Task input section start

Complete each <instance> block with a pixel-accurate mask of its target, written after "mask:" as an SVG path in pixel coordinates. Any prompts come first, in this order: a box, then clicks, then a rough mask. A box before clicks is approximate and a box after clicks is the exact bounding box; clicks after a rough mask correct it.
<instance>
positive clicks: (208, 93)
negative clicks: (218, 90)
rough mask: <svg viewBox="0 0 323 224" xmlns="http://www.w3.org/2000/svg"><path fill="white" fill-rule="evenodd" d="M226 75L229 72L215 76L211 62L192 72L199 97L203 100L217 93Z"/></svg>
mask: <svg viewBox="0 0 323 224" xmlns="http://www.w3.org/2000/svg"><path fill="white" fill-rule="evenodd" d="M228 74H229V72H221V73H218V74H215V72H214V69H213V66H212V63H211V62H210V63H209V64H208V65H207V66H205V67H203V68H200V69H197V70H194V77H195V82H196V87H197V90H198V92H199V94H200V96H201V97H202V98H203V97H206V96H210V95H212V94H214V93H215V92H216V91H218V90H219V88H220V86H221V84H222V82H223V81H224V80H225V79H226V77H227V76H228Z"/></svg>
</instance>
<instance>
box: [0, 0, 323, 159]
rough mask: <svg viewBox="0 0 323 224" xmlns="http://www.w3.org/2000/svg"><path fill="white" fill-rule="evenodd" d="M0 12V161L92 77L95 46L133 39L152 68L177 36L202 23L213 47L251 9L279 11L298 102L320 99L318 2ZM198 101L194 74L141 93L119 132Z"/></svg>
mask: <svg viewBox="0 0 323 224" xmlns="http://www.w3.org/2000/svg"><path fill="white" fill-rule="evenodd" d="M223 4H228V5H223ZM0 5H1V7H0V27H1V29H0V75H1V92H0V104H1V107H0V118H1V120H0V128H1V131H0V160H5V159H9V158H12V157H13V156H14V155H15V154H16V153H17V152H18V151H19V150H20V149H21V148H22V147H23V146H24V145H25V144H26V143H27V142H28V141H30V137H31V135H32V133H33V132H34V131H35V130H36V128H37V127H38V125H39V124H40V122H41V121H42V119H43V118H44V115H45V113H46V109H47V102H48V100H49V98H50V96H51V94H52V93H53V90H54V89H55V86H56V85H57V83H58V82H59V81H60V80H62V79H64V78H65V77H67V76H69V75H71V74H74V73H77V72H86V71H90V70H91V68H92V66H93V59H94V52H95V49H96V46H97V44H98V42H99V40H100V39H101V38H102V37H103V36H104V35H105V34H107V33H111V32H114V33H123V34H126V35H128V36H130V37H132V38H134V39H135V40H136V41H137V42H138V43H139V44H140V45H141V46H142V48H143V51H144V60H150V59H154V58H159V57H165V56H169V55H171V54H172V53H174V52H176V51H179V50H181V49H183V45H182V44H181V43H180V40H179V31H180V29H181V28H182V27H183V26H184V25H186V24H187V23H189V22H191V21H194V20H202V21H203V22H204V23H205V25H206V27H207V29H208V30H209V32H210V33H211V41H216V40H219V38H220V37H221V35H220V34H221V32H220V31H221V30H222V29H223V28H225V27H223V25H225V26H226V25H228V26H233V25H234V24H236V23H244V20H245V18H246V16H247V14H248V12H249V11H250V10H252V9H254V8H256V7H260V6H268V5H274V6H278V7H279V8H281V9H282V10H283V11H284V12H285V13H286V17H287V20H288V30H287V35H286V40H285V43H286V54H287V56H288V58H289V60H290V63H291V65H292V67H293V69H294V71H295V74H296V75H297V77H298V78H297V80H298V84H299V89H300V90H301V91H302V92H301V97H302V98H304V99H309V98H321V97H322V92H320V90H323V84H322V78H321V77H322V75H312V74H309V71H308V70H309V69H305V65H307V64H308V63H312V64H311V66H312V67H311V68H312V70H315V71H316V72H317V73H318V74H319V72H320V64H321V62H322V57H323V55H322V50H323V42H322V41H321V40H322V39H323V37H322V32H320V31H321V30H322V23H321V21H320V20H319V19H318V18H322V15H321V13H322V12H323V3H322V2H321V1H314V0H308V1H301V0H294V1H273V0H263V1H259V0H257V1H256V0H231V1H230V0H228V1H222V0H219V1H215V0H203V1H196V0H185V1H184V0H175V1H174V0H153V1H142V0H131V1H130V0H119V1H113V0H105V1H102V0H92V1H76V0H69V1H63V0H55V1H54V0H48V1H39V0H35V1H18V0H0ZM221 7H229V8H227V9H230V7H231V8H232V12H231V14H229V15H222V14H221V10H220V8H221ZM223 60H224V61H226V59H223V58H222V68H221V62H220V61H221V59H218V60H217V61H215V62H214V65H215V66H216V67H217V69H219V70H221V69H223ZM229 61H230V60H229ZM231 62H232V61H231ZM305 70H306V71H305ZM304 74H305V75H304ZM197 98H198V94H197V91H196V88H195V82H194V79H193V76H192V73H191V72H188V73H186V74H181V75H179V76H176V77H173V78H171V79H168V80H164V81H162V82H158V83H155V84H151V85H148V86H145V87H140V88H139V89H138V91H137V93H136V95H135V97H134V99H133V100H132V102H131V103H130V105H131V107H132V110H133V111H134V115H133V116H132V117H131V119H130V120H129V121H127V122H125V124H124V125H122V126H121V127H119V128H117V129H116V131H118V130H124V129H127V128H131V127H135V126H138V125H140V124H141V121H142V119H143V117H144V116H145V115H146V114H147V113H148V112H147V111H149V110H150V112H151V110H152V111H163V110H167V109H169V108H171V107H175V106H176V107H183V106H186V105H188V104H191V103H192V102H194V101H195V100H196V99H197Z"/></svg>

Task input section end

# Try it
Filter the records above down to the lines containing "clicks".

# Response to this task
Complete each <instance> block with a pixel-accurate mask of its target, written after "mask:" as an SVG path in pixel coordinates. Any prompts come first, in this order: a box, then clicks, then a rough mask. A box before clicks is approximate and a box after clicks is the exact bounding box; clicks after a rough mask correct it.
positive clicks: (208, 93)
negative clicks: (218, 90)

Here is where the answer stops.